Document excerpt:

- Irish: Craobh Iomána Sinsearach A Chorcaí
- Code: Hurling
- Founded: 2020; 6 years ago
- Region: Cork (GAA)
- Trophy: Jim Forbes Cup
- No. of teams: 12
- Title holders: Bride Rovers (1st title)
- Most titles: Multiple teams (1 titles)
- Sponsors: Co-Op Superstores
- Official website: Cork GAA

= Cork Senior A Hurling Championship =

The Cork Senior A Hurling Championship (known for sponsorship reasons as the Co-Op Superstores Cork Senior A Hurling Championship and abbreviated to the Cork SAHC) is an annual hurling competition organised by the Cork County Board of the Gaelic Athletic Association from 2020 for the lower-ranking senior hurling teams in the county of Cork in Ireland. It is the second tier overall in the entire Cork hurling championship system.

In its current format, the Cork Senior A Championship begins in early autumn. The 12 participating club teams are drawn into three groups of four teams and play each other in a round-robin system. The three group winners and the three runners-up proceed to the knockout phase that culminates with the final match at Páirc Uí Chaoimh. The winning team is presented with the Jim Forbes Cup.

Bride Rovers are the reigning champions, having beaten Castlelyons by 2–15 to 2–14 in the 2025 final.

==History==
===Development===
On 26 March 2019, three championship proposals were circulated to Cork club delegates after an expensive review process of the entire Cork championship system. A core element running through all three proposals, put together by the Cork GAA games workgroup, was that there be a group stage of 12 teams, as well as straight relegation and promotion. On 2 April 2019, a majority of 136 club delegates voted for Option A which provided for one round of games played in April and two more in August – all with inter-county players available. The decision meant that, for the first time since 1887, the top tier of Cork football was going to be split in two into the Cork Premier Senior Championship and the Cork Senior A Championship.

===Beginnings===
The inaugural championship was scheduled to begin in April 2020, however, it was postponed indefinitely due to the coronavirus pandemic in Ireland. When the championship resumed, time constraints led to a revision of the format, with the play-offs for the second best and third best third placed teams being abolished. The knockout stage was further reduced, with the two best-ranking teams from the group stage receiving byes to the semi-finals and the other four qualifying teams contesting two lone quarter-finals. The very first match eventually took place on 31 July 2020, with Fr. O'Neill's claiming a 3–16 to 0–18 victory over Kilworth. Declan Dalton scored the very first championship point before Billy Dunne scored the championship's first ever goal. Kilworth became the first team to be relegated when they lost the 2020 relegation playoff to Killeagh.

==Regular format==
===Group stage===
The 12 teams are divided into three groups of four. Over the course of the group stage, which features one game in April and two games in August, each team plays once against the others in the group, resulting in each team being guaranteed at least three games. Two points are awarded for a win, one for a draw and zero for a loss. The teams are ranked in the group stage table by points gained, then scoring difference and then their head-to-head record. The top two teams in each group qualify for the knock-out stage.

Problems to solve:
[1] In the Cork Senior A Hurling Championship article, quote the passage starting with "The Cork Senior A Hurling" and going on through "Jim Forbes Cup.", but switch "round-robin system" to "single round-robin format".
[2] Resume the Cork Senior A Hurling Championship article from its last sentence and continue it.

Data to examine:

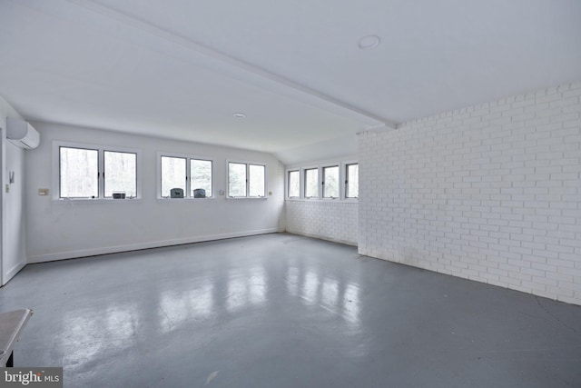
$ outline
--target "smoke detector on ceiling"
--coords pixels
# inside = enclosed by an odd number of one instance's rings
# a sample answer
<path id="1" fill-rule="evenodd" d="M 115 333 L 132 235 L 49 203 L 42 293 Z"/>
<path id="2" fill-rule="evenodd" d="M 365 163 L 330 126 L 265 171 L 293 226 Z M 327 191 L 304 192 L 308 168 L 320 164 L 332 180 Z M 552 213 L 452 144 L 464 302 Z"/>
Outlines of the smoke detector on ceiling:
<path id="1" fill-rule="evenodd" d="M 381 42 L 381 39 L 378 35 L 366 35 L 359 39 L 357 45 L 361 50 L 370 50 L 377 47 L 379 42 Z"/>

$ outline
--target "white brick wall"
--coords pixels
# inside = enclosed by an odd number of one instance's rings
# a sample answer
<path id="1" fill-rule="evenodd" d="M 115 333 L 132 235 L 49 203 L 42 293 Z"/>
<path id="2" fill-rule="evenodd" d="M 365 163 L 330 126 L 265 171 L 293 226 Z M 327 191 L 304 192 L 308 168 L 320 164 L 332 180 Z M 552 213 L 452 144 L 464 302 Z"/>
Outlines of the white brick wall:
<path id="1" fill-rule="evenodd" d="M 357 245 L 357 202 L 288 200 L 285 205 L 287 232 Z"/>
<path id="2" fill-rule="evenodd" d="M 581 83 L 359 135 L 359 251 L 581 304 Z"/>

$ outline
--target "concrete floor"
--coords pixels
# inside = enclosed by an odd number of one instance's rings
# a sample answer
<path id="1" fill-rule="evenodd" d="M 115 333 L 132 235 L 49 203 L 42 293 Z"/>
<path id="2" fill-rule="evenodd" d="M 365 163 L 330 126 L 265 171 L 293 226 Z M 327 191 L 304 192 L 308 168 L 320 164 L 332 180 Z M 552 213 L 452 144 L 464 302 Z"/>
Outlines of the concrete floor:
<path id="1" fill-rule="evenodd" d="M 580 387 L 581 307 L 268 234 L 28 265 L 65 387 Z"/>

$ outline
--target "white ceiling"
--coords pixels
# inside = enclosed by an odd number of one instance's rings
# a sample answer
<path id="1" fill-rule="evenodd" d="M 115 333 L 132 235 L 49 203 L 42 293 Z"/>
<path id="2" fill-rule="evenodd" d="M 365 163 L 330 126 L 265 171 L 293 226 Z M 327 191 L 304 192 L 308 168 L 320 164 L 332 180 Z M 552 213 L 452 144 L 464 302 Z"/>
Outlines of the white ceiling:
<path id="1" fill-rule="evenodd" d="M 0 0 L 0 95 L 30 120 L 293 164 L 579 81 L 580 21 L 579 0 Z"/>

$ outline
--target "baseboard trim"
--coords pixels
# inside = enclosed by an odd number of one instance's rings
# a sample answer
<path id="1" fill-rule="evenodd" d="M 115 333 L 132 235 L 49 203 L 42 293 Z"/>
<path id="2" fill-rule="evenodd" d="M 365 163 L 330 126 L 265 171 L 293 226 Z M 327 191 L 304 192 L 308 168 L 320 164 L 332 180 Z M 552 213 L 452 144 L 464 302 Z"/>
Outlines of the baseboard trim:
---
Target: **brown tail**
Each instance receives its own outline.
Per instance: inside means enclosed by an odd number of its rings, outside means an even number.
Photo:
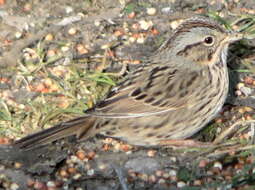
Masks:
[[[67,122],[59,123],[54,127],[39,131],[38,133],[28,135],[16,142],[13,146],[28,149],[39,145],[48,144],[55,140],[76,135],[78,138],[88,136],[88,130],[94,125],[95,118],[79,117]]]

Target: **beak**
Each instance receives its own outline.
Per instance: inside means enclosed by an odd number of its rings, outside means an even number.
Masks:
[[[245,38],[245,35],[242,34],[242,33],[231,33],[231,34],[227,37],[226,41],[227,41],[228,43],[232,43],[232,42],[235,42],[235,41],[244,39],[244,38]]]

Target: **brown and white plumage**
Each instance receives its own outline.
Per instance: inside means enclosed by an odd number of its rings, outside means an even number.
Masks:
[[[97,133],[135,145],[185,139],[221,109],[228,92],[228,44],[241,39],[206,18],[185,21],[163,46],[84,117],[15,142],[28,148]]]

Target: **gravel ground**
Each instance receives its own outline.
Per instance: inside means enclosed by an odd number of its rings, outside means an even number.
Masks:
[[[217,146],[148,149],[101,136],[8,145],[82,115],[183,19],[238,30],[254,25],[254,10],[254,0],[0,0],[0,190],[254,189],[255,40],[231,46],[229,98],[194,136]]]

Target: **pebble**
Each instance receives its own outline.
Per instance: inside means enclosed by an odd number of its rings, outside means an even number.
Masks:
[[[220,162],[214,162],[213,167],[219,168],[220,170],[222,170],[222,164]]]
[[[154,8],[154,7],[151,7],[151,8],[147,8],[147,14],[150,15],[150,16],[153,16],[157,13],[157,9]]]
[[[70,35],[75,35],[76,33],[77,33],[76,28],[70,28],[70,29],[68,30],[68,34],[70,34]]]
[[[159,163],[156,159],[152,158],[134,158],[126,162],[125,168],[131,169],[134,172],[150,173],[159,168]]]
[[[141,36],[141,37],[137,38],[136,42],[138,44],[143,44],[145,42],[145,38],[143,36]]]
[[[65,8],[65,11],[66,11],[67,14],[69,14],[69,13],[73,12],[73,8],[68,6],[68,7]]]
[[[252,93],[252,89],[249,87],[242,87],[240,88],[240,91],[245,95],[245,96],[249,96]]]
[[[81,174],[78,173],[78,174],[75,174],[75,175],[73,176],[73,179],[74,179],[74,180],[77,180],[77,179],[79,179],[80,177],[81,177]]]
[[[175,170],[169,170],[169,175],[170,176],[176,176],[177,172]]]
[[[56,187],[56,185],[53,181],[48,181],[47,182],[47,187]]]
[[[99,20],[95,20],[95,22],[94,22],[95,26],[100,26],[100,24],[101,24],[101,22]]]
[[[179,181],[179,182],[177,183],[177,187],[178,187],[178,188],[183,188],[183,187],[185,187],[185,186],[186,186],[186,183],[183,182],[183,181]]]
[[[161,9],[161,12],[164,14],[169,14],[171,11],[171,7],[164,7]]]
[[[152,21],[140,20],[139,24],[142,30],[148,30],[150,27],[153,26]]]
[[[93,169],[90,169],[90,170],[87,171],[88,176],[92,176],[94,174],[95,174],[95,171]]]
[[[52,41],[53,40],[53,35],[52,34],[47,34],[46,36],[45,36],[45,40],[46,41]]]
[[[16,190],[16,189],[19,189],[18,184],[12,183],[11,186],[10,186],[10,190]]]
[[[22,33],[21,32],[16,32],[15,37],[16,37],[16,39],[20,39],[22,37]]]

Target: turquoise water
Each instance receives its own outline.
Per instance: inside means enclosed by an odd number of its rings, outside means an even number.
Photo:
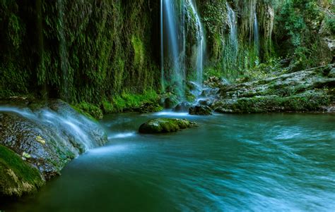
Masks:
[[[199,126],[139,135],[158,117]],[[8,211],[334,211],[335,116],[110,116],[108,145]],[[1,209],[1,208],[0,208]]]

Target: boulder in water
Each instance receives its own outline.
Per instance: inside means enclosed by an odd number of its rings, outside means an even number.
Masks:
...
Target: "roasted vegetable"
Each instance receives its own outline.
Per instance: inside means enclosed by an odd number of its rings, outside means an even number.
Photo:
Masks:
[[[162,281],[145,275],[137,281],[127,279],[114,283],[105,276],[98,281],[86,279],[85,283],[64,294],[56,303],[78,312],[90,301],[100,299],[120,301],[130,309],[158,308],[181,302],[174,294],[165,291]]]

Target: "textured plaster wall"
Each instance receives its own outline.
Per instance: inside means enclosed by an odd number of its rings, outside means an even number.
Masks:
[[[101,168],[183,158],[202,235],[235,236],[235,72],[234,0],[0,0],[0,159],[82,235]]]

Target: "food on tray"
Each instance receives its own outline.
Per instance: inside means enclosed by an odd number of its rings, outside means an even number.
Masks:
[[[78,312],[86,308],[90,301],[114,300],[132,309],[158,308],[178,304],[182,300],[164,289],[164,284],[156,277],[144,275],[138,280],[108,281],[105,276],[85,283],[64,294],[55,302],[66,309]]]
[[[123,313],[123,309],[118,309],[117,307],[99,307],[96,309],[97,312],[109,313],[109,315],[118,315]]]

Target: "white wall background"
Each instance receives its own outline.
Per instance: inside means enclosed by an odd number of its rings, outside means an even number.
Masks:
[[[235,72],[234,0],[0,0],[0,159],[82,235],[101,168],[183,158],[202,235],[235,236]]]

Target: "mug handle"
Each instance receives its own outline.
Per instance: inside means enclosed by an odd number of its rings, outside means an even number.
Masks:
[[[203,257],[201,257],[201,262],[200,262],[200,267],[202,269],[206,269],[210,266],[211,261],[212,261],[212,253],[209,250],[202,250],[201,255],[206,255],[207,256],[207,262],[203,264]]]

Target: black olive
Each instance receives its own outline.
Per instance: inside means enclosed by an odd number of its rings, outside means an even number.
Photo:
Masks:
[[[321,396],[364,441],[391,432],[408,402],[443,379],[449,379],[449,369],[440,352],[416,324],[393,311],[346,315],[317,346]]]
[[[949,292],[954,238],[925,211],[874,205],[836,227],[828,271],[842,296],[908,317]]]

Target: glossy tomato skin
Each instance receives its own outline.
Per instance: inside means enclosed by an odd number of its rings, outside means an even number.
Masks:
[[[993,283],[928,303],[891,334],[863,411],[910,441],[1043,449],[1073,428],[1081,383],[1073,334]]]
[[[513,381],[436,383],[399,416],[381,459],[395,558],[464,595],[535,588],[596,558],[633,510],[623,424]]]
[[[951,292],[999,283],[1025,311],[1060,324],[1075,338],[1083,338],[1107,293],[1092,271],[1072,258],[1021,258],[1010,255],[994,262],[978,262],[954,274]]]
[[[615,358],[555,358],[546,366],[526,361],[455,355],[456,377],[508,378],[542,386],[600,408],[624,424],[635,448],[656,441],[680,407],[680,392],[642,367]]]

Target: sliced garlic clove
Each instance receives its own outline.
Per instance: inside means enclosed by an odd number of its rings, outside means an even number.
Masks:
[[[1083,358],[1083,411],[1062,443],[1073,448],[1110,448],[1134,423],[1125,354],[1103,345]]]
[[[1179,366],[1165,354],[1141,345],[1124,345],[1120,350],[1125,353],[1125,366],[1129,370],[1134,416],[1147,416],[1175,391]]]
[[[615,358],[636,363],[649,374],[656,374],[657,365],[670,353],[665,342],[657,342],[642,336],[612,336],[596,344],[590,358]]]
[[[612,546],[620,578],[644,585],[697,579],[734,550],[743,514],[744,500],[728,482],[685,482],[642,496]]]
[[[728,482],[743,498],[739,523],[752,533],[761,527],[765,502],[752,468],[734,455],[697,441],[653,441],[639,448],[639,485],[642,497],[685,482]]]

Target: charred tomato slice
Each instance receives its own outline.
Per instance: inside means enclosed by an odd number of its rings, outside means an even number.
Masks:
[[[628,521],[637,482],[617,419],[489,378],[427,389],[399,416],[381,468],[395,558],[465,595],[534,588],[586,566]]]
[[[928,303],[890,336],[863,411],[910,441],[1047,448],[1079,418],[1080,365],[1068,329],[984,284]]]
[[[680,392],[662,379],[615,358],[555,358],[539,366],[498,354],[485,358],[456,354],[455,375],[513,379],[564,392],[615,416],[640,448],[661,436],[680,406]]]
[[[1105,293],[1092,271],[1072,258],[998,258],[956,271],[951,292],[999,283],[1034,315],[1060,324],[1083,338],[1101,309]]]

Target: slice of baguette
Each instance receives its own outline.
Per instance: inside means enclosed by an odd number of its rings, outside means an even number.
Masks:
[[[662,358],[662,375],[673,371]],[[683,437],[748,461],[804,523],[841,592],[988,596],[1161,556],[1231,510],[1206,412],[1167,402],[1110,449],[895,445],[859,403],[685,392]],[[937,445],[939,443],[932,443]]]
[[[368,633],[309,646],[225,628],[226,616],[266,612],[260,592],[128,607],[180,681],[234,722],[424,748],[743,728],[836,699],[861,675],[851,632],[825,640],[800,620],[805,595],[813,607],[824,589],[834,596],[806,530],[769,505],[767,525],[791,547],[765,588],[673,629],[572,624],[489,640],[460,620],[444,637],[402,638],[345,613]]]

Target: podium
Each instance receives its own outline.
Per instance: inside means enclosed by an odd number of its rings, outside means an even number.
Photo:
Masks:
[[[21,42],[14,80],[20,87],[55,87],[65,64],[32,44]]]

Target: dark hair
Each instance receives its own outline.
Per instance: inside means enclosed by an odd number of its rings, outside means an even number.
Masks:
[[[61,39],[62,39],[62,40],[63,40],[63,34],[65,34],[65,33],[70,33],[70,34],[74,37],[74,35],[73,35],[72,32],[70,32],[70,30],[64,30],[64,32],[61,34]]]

Results of the exercise:
[1]
The Cork Senior A Hurling Championship (known for sponsorship reasons as the Co-Op Superstores Cork Senior A Hurling Championship and abbreviated to the Cork SAHC) is an annual hurling competition organised by the Cork County Board of the Gaelic Athletic Association from 2020 for the lower-ranking senior hurling teams in the county of Cork in Ireland. It is the second tier overall in the entire Cork hurling championship system.

In its current format, the Cork Senior A Championship begins in early autumn. The 12 participating club teams are drawn into three groups of four teams and play each other in a single round-robin format. The three group winners and the three runners-up proceed to the knockout phase that culminates with the final match at Páirc Uí Chaoimh. The winning team is presented with the Jim Forbes Cup.

[2]
===Knockout stage===

Following the completion of the group stage, the top two teams from each group are ranked (1-6) in terms of points accumulated and scoring difference. The two top-ranking teams receive byes to separate semi-finals.

- Quarter-finals: Teams designated 3-6 contest this round. The two winners from these two games advance to the semi-finals.

- Semi-finals: The two quarter-final winners and teams designated 1-2 contest this round. The two winners from these two games advance to the final.

- Final: The two semi-final winners contest the final. The winning team are declared champions.

===Promotion and relegation===
At the end of the championship, the winning team is automatically promoted to the Cork Premier Senior Championship for the following season. The three bottom-placed teams from the group stage take part in a series of play-offs, with the losing team being relegated to the Cork Premier Intermediate Championship.

==Teams==

=== 2025 Teams ===
The 12 teams competing in the 2026 Cork Senior A Hurling Championship are:

| Team | Location | Division | Colours | Position in 2025 | In championship since | Championship titles (PSHC) | Last championship title (PSHC) |
|---|---|---|---|---|---|---|---|
| Ballinhassig | Ballinhassig | Carrigdhoun | Blue and white | Champions (Cork PIHC) | 2026 | 0 | — |
| Ballyhea | Ballyhea | Avondhu | Black and white | Group stage | 2021 | 1 | 1896 |
| Blarney | Blarney | Muskerry | Red and white | Semi-finals | 2021 | 0 | — |
| Carrigtwohill | Carrigtwohill | Imokilly | Blue and gold | Semi-finals | 2022 | 2 | 2011 |
| Castlelyons | Castlelyons | Imokilly | Green and gold | Runners-up | 2024 | 0 | — |
| Courcey Rovers | Ballinspittle, Ballinadee | Carrigdhoun | Red and white | Relegation playoff winners | 2022 | 0 | — |
| Erin's Own | Glounthaune | Imokilly | Blue and red | Relegated from Cork PSHC | 2026 | 3 | 2007 |
| Fermoy | Fermoy | Avondhu | Black and yellow | Group stage | 2020 | 0 | — |
| Inniscarra | Inniscarra | Muskerry | Blue and white | Quarter-finals | 2023 | 0 | — |
| Killeagh | Killeagh | Imokilly | Green and white | Group stage | 2020 | 0 | — |
| Na Piarsaigh | Fair Hill | Seandún | Black and amber | Quarter-finals | 2023 | 3 | 2004 |
| Watergrasshill | Watergrasshill | Imokilly | Red and white | Group stage | 2025 | 0 | — |

==Sponsorship==
Co-Op Superstores were unveiled as the title sponsor for all of Cork GAA's hurling championships in July 2020.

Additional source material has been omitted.